— start of Data to use —
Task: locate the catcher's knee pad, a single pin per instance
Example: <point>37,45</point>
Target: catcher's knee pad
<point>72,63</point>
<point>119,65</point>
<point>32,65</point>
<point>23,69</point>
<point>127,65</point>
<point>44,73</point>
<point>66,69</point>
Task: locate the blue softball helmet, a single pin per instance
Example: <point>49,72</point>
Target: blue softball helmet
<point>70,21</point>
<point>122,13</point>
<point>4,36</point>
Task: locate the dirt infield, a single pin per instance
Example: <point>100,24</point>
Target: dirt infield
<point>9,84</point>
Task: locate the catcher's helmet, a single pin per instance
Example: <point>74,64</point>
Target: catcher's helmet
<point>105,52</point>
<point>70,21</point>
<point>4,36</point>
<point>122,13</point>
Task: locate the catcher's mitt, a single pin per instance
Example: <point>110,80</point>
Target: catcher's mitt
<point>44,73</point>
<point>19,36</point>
— end of Data to use —
- Task to complete
Copy every one of the records above line for line, without changing anything.

- Correct response
Task: locate the catcher's knee pad, a single pin per instance
Example: <point>37,45</point>
Target: catcher's knee pad
<point>72,63</point>
<point>119,65</point>
<point>32,65</point>
<point>23,69</point>
<point>127,65</point>
<point>44,73</point>
<point>66,69</point>
Task: locate the blue softball helmet, a single pin per instance
Example: <point>49,72</point>
Target: blue softball helmet
<point>70,21</point>
<point>122,13</point>
<point>4,36</point>
Task: locate the dirt infield, a single pin per instance
Example: <point>100,24</point>
Target: dirt infield
<point>9,84</point>
Task: locate the catcher's helmet, a single pin per instance
Example: <point>74,64</point>
Target: catcher's helmet
<point>105,52</point>
<point>70,21</point>
<point>4,36</point>
<point>122,13</point>
Task: locate the catcher's mitt, a single pin per instance
Example: <point>110,80</point>
Target: catcher's mitt
<point>44,73</point>
<point>19,36</point>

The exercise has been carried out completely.